TUGAS ::
Tolong tulis ulang kutipan tentang protes UKT mahasiswa Unas, antara "Sampai Kapan #UNASGAWATDARURAT" dan "selama masa pandemi.", termasuk keduanya. Ganti setiap "pandemi" dengan "wabah".

KUTIPAN TEKS ::
Sampai Kapan #UNASGAWATDARURAT

Agustio A.
3 min readJul 15, 2020

--

Bermula dari keinginan para mahasiswa untuk meminta tambahan pemotongan biaya UKT (Uang Kuliah Tunggal) karena pandemi yang sangat berdampak bagi seluruh lapisan masyarakat Indonesia, pemotongan yang hanya 100rb dan penundaan pembayaran tidak menjadi solusi, malah akan menjadi beban keuangan di semester selanjutnya. Tidak hanya itu mahasiswa juga meminta transparansi keuangan kampus selama masa pandemi.

Pergerakan dimulai dari pernyataan penolakan dari HIMA (Himpunan Mahasiswa) mengenai pemotongan UKT yang jumlahnya hanya 100rb, tidak lama berselang, semua HIMA yang menandatangani surat pernyataan tersebut diancam untuk dibekukan apabila tetap melanjutkan protes terhadap kampus.

Berlanjut setelah ancaman pembekuan muncul Aliansi UGD (Unas Gawat Darurat) melalui Instagram dan Twitter, dari sana mulai tuntutan pertama kali dilancarkan yang berisi: Penolakan pemotongan biaya UKT yang jumlahnya hanya 100rb; Pastikan Dosen dan Staf mendapatkan upah yang sesuai; Transparansi keuangan di masa pandemi.

BAGIAN DATA ::
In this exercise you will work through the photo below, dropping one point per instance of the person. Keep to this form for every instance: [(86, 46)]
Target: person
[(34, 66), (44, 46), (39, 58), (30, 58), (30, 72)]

JAWABAN ::
Sampai Kapan #UNASGAWATDARURAT

Agustio A.
3 min readJul 15, 2020

--

Bermula dari keinginan para mahasiswa untuk meminta tambahan pemotongan biaya UKT (Uang Kuliah Tunggal) karena wabah yang sangat berdampak bagi seluruh lapisan masyarakat Indonesia, pemotongan yang hanya 100rb dan penundaan pembayaran tidak menjadi solusi, malah akan menjadi beban keuangan di semester selanjutnya. Tidak hanya itu mahasiswa juga meminta transparansi keuangan kampus selama masa wabah.